◆ **What you will do**: Rewrite all the items below, switching each "with a single marker" to "with one marker" and leaving everything else unchanged.

-------------------------

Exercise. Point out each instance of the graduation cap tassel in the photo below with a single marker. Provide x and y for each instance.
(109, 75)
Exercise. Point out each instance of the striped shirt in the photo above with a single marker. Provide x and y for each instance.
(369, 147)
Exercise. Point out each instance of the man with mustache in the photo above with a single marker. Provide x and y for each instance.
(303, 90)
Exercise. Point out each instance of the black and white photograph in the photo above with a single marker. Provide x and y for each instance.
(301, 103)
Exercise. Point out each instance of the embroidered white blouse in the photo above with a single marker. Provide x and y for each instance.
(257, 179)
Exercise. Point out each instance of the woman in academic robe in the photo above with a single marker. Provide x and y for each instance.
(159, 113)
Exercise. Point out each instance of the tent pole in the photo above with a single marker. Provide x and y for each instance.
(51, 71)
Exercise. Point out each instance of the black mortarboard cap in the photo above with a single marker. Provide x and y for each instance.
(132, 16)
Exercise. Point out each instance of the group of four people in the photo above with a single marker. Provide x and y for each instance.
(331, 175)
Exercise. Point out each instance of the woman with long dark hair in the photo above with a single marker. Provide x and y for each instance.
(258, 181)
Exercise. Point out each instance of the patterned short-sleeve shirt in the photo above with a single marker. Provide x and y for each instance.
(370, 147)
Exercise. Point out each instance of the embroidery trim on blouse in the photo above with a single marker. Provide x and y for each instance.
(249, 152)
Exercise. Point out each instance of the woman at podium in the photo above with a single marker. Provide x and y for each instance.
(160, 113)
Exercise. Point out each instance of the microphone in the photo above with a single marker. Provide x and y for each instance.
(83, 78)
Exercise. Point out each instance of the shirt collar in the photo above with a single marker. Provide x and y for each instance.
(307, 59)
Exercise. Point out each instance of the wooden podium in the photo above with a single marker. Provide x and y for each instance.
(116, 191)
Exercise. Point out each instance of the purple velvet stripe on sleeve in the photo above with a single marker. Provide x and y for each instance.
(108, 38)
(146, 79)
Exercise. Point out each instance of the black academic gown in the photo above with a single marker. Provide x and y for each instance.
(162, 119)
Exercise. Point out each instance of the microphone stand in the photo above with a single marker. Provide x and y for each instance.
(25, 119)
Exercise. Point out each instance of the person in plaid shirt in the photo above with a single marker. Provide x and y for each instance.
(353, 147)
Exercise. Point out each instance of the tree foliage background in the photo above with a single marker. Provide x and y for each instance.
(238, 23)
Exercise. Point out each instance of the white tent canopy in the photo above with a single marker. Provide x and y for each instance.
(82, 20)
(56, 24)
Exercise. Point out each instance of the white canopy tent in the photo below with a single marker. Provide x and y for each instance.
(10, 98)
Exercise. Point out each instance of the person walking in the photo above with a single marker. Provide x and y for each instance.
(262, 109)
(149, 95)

-------------------------

◆ **Correct answer**:
Exercise. Point out each instance of the graduation cap tassel in the photo below with one marker. Provide x and y for each instance.
(109, 75)
Exercise. Point out each instance of the striped shirt in the photo above with one marker. Provide x and y for each instance.
(369, 147)
Exercise. Point out each instance of the man with mustache in the photo above with one marker. Provide x and y for each instance.
(303, 90)
Exercise. Point out each instance of the black and white photograph in the photo above with one marker. Provide x and y for each instance.
(301, 103)
Exercise. Point out each instance of the embroidered white blouse in the photo above with one marker. Provide x and y for each instance.
(257, 179)
Exercise. Point out each instance of the woman in academic robe in the photo above with one marker. Provide x and y for each instance.
(159, 113)
Exercise. Point out each instance of the tent pole in the photo above with one marker. Provide x and y for each instance.
(51, 71)
Exercise. Point out each instance of the black mortarboard cap in the photo above with one marker. Provide x and y for each instance.
(132, 16)
Exercise. Point out each instance of the group of four people in the photo above with one marker. Provide x and y for each instance.
(331, 175)
Exercise. Point out each instance of the woman with long dark hair in the photo above with one marker. Provide x and y for each instance.
(258, 181)
Exercise. Point out each instance of the patterned short-sleeve shirt in the photo above with one marker. Provide x and y for each instance.
(370, 147)
Exercise. Point out each instance of the embroidery trim on blouse in the photo above with one marker. Provide x and y for each instance.
(249, 152)
Exercise. Point out each instance of the woman at podium in the photo above with one marker. Provide x and y for each instance.
(160, 113)
Exercise. Point out each instance of the microphone in the photo above with one marker. Provide x and y for each instance.
(83, 78)
Exercise. Point out each instance of the shirt collar in the photo above with one marker. Provide x and y for each instance.
(307, 59)
Exercise. Point out each instance of the wooden podium in the photo above with one marker. Provide x and y for each instance.
(116, 191)
Exercise. Point out each instance of the purple velvet stripe on sleeve in the photo above with one marker. Provide x and y for each instance.
(108, 38)
(146, 79)
Exercise. Point out each instance of the black academic gown in the photo above with one marker. Provide x and y for each instance.
(162, 119)
Exercise. Point out each instance of the microphone stand in the photo above with one marker. Provide x and y for each instance.
(25, 119)
Exercise. Point out each instance of the person in plaid shirt in the photo above with one marker. Provide x and y for each instance.
(353, 147)
Exercise. Point out each instance of the tree foliage background in the photo above with one marker. Provide x and y for each instance.
(238, 23)
Exercise. Point out each instance of the white tent canopy in the photo above with one marker. Provide x and y for each instance.
(82, 20)
(56, 24)
Exercise. Point out each instance of the white canopy tent in the photo below with one marker. Provide x and y for each instance.
(10, 98)
Exercise. Point out each instance of the person walking in the photo above with one marker. Provide x and y for each instance.
(262, 109)
(149, 95)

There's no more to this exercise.